While the effects of tariffs on consumer prices “are now clearly visible,” Powell said, they will continue to mount in the months ahead, “with high uncertainty about timing and amounts.”

It’s reasonable to assume that the impact of tariffs “will be relatively short-lived,” Powell said. But the Fed also has to be wary that upward pressure on prices “could spur a more lasting inflation dynamic, and that is a risk to be assessed and managed.”

Powell stressed that the Fed’s rate policy is “not on a preset course” and that future decisions will be based solely on “assessment of the data and its implications for the economic outlook and the balance of risks. We will never deviate from that approach.”

Powell and other Fed policymakers have been under intense pressure from the Trump administration to lower rates.

The pressure campaign has included allegations that Powell mismanaged renovations of the central bank’s Washington, D.C., campus, and that Federal Reserve Governor Lisa Cook engaged in mortgage fraud.

Powell and Cook deny wrongdoing and have said they won’t bow to the Trump administration’s calls for their resignations, which critics say threaten to undermine the Federal Reserve’s independence.

Directions:
A) Copy the excerpt on Powell and the Fed word for word from "Powell stressed that" to "in mortgage fraud.".
B) Answer these questions using the excerpt on Powell and the Fed.
(i) According to Powell, what is the Fed's rate policy not on?
(ii) Who is accused of mortgage fraud?
(iii) How long does Powell say it is reasonable to assume the impact of tariffs will last?
The material after this point is separate from the excerpt on Powell and the Fed.

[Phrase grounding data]
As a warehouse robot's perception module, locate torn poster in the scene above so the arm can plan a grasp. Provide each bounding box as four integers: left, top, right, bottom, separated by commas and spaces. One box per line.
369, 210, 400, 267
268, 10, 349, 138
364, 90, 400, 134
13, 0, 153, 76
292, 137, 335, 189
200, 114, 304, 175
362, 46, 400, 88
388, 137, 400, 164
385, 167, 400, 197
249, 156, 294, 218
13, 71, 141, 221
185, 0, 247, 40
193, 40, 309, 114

List of solutions:
A)
Powell stressed that the Fed’s rate policy is “not on a preset course” and that future decisions will be based solely on “assessment of the data and its implications for the economic outlook and the balance of risks. We will never deviate from that approach.”

Powell and other Fed policymakers have been under intense pressure from the Trump administration to lower rates.

The pressure campaign has included allegations that Powell mismanaged renovations of the central bank’s Washington, D.C., campus, and that Federal Reserve Governor Lisa Cook engaged in mortgage fraud.

B)
(i) A preset course.
(ii) Federal Reserve Governor Lisa Cook.
(iii) It will be relatively short-lived.